JOB | Identify every line in the two blocks of material below that contains the string "fireplace", matching case exactly, and copy each of those lines.

* Start RECORDS PROVIDED *

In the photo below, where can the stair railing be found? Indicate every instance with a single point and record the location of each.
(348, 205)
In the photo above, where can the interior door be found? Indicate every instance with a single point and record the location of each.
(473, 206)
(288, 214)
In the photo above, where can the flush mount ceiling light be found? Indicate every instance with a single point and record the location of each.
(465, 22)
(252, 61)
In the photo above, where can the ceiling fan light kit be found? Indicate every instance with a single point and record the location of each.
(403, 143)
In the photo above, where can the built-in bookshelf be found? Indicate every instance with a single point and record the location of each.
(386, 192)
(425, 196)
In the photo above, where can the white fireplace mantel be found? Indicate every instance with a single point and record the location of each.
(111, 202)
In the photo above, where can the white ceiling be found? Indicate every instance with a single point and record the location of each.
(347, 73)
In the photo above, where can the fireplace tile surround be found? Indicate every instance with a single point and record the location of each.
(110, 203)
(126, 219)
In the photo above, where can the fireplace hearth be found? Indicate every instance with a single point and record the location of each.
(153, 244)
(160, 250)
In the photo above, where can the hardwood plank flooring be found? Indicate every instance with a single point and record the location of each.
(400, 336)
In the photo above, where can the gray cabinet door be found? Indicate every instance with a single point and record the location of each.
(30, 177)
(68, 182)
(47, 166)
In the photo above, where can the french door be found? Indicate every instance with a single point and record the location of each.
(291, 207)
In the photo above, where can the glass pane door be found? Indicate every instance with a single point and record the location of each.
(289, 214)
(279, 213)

* End RECORDS PROVIDED *
* Start RECORDS PROVIDED *

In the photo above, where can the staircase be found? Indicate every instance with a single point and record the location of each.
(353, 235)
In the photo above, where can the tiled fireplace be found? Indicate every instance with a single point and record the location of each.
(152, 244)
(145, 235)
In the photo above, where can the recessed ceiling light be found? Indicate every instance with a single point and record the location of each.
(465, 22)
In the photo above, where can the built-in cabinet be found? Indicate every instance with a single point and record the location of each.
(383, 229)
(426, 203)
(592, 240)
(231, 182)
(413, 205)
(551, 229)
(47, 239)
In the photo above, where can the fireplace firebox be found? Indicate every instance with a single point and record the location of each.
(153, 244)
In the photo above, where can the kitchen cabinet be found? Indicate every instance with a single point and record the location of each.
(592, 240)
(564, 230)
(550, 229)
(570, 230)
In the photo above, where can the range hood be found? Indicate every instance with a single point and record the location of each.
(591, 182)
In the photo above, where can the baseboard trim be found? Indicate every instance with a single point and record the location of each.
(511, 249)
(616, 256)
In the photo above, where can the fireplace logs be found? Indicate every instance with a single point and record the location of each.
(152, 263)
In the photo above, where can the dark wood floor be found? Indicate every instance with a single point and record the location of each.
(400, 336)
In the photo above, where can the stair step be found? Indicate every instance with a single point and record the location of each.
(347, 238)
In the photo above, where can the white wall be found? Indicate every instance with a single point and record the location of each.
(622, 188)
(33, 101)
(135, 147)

* End RECORDS PROVIDED *

THE RESULT |
In the photo above, where can the white fireplace mantel be found? Indicate every instance with a single point and record the location of each.
In the photo above, where can the fireplace tile surround be found? Indicate every instance with a single point and record the location of each.
In the photo above, where can the fireplace hearth be found? Indicate every instance with a single point and record the location of each.
In the photo above, where can the tiled fireplace be found? Indicate every instance with a single point and record the location of each.
In the photo above, where can the fireplace firebox be found? Indicate every instance with a single point and record the location of each.
In the photo above, where can the fireplace logs be found? Indicate every instance with a single point and record the location of each.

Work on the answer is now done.